Given data START

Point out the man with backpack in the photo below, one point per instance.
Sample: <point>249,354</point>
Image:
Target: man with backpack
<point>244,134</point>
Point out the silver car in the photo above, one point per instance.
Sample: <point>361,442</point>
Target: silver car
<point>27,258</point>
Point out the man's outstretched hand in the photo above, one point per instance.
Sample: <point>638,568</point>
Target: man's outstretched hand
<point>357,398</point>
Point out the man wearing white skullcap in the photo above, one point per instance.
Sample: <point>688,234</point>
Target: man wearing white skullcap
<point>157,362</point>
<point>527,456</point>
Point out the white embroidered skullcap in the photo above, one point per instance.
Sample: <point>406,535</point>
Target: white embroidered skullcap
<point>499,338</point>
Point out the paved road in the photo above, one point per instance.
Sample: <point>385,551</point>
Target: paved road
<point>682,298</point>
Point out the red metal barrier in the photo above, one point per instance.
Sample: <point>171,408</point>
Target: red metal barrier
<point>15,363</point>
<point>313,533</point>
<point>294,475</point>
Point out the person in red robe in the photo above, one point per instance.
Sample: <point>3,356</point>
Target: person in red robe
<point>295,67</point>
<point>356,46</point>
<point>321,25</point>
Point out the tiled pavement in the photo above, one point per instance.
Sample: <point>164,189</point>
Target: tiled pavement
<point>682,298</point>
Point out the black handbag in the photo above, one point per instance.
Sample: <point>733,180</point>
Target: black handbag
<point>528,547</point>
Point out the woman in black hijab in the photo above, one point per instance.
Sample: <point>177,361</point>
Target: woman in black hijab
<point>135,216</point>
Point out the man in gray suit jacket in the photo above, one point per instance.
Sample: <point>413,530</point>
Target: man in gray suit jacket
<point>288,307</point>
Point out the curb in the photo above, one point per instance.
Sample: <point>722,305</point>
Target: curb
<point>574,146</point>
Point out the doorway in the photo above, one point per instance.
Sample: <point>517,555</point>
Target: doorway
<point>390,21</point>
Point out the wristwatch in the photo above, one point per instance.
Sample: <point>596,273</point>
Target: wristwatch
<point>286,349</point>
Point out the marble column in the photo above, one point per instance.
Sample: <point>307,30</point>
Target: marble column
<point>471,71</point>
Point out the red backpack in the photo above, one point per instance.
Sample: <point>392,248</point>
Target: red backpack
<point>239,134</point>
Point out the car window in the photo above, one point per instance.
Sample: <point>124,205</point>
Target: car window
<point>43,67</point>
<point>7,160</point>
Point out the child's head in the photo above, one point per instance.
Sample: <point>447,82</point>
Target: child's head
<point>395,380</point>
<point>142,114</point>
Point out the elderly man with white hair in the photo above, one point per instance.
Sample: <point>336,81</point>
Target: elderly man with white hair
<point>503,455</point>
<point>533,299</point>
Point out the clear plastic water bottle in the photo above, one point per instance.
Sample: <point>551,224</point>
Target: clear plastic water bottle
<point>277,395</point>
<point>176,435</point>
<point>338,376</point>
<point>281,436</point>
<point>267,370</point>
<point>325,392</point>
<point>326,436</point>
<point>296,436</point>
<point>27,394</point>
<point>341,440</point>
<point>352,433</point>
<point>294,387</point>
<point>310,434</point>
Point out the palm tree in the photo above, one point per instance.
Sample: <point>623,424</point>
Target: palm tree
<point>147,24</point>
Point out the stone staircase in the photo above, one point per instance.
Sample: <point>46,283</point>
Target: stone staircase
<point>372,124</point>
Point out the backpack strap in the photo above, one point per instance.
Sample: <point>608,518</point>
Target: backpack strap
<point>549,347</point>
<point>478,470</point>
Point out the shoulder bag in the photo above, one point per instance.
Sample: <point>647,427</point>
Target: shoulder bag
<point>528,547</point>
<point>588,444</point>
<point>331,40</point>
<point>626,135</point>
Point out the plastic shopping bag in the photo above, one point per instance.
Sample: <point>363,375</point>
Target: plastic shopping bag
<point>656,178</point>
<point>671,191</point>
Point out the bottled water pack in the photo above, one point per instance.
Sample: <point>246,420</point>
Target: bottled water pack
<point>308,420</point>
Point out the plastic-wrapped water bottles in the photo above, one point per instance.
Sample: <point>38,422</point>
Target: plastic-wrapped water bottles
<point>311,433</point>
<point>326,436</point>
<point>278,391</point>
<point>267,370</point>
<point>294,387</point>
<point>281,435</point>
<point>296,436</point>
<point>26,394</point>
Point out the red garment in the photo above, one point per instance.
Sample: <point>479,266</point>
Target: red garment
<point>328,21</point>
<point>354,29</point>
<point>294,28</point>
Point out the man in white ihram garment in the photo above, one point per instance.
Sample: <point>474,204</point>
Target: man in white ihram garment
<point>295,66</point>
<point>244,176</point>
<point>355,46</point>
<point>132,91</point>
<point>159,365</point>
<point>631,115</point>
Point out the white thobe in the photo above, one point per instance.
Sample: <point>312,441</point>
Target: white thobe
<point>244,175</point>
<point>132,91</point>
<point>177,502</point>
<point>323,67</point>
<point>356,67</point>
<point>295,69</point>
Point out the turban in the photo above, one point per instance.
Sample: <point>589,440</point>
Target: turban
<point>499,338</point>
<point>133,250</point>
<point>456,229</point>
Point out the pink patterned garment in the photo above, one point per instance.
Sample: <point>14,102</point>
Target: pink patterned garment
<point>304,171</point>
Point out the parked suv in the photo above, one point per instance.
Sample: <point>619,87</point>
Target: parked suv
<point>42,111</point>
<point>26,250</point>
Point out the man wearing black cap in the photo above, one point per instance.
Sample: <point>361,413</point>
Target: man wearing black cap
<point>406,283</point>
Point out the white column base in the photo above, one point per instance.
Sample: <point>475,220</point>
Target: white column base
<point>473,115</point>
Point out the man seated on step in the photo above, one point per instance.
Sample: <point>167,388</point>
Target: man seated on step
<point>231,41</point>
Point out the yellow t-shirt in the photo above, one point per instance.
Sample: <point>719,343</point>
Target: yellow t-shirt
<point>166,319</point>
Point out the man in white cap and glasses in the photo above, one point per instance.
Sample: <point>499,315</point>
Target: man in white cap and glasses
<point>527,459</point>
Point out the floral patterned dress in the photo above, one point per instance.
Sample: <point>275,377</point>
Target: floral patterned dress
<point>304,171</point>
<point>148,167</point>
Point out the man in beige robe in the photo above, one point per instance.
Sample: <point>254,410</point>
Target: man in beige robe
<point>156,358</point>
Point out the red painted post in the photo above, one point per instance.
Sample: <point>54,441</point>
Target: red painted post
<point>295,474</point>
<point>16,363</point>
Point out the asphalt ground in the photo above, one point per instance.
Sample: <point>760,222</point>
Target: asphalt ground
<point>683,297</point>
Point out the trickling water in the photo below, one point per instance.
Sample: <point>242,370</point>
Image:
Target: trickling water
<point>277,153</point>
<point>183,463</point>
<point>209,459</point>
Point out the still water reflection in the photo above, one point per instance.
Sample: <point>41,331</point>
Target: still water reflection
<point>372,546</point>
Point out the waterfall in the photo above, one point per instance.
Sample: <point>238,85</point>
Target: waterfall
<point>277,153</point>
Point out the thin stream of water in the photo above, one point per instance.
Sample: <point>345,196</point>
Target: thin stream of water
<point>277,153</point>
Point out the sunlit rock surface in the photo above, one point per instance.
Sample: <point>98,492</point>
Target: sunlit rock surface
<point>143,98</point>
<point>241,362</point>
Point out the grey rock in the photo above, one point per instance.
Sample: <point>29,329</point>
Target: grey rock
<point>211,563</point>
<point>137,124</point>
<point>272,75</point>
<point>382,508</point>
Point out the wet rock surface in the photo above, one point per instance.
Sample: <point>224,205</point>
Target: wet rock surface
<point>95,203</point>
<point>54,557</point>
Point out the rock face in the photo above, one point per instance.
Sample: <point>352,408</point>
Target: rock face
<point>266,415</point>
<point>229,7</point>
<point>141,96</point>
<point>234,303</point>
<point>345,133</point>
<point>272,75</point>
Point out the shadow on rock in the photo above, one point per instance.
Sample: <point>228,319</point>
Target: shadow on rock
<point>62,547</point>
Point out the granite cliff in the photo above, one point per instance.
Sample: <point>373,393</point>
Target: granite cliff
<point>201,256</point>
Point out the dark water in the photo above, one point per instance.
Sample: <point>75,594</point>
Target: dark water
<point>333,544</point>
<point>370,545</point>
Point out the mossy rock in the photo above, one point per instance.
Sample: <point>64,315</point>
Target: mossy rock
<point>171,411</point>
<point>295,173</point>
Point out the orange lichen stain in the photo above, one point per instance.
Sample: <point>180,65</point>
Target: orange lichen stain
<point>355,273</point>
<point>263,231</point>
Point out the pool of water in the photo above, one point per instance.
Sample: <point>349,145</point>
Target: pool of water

Given data END

■ **Exercise requirements**:
Of the entries above, transcribe exactly those lines that fall between the line containing "Target: parked suv" and the line containing "Point out the man seated", together with those two lines.

■ **Task solution**:
Target: parked suv
<point>42,111</point>
<point>26,250</point>
Point out the man wearing black cap in the photo above, one point per instance.
Sample: <point>361,413</point>
Target: man wearing black cap
<point>406,283</point>
Point out the white column base in the photo above, one point per instance.
Sample: <point>475,220</point>
Target: white column base
<point>473,115</point>
Point out the man seated on step in the photo above, one point per instance.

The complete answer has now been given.